Using the entries below, return word for word the lines from the one containing "vent in the photo above." up to and including the last.

[Stored records start]

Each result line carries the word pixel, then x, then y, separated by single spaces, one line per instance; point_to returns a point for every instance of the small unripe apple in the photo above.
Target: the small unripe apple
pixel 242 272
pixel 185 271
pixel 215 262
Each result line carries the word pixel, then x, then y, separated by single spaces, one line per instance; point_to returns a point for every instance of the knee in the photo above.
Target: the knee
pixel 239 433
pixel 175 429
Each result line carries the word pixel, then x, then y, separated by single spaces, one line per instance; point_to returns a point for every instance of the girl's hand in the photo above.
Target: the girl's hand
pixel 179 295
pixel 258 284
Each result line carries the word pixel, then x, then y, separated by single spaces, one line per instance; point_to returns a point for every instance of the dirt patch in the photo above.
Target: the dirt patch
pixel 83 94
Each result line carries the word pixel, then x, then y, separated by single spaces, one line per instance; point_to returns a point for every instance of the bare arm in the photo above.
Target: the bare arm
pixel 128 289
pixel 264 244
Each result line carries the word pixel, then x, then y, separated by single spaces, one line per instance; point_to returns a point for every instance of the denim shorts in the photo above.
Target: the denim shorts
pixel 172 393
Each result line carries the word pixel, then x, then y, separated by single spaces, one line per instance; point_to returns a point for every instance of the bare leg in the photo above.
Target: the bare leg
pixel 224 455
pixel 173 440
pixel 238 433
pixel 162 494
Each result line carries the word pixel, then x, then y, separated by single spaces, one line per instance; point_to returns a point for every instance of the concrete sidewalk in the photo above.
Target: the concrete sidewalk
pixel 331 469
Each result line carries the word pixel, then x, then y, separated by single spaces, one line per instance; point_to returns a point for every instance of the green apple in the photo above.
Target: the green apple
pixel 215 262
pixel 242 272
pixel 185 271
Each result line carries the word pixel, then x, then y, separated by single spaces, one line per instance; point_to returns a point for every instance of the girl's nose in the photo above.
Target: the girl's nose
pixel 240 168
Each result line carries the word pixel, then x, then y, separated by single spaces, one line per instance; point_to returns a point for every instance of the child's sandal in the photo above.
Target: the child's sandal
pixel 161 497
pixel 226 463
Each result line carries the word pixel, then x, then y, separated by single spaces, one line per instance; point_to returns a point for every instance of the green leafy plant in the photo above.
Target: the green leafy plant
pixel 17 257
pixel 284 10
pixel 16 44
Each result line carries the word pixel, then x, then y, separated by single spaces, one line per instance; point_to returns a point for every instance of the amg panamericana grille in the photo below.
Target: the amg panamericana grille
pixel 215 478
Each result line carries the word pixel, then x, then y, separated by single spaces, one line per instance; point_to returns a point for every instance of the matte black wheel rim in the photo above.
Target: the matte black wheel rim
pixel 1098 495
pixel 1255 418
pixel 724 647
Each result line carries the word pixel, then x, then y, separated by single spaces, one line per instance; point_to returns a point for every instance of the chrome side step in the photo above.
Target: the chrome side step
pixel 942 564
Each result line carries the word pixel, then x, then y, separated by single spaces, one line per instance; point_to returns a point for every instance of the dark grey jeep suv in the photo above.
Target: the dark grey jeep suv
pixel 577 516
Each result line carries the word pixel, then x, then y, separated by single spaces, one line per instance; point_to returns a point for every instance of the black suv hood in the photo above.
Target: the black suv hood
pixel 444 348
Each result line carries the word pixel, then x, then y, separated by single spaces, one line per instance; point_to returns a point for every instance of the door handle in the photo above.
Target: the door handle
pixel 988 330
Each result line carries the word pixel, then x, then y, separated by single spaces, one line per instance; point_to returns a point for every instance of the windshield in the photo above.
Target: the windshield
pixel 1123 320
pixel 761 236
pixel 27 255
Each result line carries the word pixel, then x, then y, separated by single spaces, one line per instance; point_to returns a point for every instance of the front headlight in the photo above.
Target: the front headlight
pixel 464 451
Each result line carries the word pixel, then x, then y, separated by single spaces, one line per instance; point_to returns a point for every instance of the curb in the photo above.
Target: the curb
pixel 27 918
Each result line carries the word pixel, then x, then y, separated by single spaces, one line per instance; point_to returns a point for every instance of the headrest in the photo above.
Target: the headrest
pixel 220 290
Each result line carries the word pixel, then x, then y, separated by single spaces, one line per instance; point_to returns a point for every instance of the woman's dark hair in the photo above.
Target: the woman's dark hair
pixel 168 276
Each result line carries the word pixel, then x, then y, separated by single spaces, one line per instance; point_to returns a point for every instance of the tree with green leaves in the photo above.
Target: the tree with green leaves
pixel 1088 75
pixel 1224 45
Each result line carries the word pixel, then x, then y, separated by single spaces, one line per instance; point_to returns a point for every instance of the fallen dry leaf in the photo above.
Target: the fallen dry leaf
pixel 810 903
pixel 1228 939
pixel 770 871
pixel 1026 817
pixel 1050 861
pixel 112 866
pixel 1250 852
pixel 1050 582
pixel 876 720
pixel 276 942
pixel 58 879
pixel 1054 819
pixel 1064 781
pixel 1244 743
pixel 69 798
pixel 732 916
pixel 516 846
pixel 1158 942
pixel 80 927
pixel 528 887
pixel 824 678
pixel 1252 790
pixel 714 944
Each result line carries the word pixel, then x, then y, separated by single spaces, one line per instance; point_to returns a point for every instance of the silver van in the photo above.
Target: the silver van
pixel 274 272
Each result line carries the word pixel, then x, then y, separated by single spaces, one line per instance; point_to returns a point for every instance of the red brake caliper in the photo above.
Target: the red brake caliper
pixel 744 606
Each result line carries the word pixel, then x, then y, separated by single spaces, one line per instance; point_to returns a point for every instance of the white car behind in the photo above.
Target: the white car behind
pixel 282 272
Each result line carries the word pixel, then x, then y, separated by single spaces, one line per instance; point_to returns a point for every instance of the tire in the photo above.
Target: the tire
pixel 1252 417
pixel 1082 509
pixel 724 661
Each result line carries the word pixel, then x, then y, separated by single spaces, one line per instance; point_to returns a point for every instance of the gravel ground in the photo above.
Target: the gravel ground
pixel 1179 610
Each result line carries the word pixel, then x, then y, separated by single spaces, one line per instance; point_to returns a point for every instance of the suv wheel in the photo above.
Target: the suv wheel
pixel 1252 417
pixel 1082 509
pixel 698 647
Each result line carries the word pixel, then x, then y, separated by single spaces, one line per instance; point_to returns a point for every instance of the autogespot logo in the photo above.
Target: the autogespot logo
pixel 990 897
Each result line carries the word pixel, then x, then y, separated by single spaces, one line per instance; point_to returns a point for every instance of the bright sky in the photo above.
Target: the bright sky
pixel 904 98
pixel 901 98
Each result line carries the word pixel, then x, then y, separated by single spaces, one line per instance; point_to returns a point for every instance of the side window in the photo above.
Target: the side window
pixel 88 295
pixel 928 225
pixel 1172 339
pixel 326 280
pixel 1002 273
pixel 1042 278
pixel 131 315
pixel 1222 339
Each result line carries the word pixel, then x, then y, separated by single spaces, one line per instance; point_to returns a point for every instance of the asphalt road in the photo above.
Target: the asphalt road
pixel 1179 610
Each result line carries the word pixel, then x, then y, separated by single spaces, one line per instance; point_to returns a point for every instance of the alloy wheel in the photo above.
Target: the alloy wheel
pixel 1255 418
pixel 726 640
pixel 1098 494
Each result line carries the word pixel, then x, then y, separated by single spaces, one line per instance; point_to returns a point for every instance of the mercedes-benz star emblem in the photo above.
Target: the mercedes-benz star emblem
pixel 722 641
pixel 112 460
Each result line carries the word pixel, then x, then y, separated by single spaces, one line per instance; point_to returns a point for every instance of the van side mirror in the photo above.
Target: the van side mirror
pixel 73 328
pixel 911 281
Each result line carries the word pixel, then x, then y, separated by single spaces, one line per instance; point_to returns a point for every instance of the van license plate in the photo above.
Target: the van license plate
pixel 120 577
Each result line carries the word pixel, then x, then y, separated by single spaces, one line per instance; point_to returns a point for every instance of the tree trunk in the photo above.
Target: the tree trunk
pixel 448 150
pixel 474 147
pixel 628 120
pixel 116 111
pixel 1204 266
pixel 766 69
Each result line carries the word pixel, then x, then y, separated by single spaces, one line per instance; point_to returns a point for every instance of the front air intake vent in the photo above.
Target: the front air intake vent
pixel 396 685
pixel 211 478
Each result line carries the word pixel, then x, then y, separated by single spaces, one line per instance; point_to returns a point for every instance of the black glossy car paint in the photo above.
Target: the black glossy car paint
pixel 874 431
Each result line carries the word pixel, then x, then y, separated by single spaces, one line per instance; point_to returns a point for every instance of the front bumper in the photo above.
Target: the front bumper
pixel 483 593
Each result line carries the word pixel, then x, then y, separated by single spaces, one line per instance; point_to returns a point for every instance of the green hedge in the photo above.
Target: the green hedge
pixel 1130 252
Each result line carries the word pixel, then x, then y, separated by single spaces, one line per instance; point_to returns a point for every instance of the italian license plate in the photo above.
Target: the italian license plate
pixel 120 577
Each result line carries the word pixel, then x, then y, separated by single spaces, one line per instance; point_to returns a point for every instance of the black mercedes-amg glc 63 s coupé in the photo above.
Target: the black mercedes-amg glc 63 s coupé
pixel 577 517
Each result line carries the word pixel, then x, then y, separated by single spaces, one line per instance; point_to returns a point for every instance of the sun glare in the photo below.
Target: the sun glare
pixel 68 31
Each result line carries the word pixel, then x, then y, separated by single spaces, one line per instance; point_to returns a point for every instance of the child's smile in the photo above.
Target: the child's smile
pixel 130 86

[Stored records end]

### [Expected output]
Each result line carries the word pixel, then x, then y, separated by single spaces, one line per instance; point_to returns a point for every instance of the front air intake vent in the photo above.
Target: the front air intake vent
pixel 396 685
pixel 211 478
Each result line carries the word pixel, then x, then y, separated by single spaces, one line per instance; point_to returns a point for every instance of the black glossy car paint in the photo above.
Target: the black glossy car paint
pixel 874 431
Each result line carries the word pixel, then x, then y, separated by single spaces, one line per instance; point_to returns a point for every instance of the front bumper in the photo above.
Target: the front bumper
pixel 483 593
Each result line carries the word pixel, then x, then y, separated by single spaces, one line per instance; point_to returns a point for every instance of the green hedge in the photo above.
Target: the green hedge
pixel 1130 252
Each result line carries the word pixel, then x, then y, separated by single spaces, one line per instance; point_to returns a point for every instance of the italian license plate in the photo above.
Target: the italian license plate
pixel 120 577
Each result line carries the word pixel, then x, then y, separated by single spaces, one line per instance; point_to returns a point for every instance of the black mercedes-amg glc 63 s coupé in the photo above.
Target: the black mercedes-amg glc 63 s coupé
pixel 577 517
Each result line carries the word pixel, then x, then y, separated by single spaces, one line per instance; point_to returns a point for every instance of the sun glare in the photo below.
Target: the sun glare
pixel 68 31
Each result line carries the word pixel, then x, then y, separated by single spaces, one line per instance; point_to returns a point for every instance of the child's smile in the photo above.
Target: the child's smile
pixel 130 86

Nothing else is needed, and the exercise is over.